WHAT YOU SHOULD DO: Copy out every line of the listing below that contains the word "rear".

## begin SUPPLIED MATERIAL

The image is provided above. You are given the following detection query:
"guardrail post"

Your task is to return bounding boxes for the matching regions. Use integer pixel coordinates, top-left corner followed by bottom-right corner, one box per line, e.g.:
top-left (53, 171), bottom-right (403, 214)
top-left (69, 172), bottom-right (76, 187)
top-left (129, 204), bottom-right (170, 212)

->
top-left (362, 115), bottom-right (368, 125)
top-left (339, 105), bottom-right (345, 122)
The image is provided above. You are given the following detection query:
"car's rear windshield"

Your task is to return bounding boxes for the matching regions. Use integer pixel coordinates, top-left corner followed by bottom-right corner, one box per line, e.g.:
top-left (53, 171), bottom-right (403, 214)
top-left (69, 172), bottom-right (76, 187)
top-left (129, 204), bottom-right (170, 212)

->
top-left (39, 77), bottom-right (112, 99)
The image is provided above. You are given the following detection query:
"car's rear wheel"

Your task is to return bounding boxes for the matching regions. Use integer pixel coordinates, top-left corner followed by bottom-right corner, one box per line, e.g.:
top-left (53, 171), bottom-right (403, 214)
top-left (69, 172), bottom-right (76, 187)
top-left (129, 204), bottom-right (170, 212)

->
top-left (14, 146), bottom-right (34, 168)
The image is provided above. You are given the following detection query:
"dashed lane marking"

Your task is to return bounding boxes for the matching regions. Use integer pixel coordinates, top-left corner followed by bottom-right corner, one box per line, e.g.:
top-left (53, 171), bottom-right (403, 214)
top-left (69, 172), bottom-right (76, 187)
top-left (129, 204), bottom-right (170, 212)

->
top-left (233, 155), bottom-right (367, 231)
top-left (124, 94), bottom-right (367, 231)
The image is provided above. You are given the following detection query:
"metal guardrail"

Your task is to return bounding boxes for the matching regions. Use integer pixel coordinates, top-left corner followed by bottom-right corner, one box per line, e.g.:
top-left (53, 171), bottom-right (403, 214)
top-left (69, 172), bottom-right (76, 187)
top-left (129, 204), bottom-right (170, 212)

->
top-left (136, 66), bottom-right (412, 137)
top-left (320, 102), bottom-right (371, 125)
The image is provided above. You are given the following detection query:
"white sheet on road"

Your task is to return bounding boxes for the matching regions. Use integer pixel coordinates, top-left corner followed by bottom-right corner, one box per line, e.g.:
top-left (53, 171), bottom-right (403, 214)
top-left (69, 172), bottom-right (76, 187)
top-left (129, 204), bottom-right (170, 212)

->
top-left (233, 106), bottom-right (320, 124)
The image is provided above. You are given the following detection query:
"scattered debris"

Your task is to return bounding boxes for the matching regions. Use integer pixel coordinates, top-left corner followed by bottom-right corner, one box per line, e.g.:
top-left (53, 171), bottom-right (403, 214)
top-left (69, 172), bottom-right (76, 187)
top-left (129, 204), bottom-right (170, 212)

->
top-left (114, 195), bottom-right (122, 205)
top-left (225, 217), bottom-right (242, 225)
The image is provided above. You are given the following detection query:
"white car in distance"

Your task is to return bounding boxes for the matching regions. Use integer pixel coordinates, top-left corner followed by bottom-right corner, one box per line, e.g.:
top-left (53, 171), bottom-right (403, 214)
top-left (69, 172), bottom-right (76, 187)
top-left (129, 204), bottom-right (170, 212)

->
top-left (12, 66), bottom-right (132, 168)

## end SUPPLIED MATERIAL

SOLUTION TO THE EXERCISE:
"car's rear windshield"
"car's rear wheel"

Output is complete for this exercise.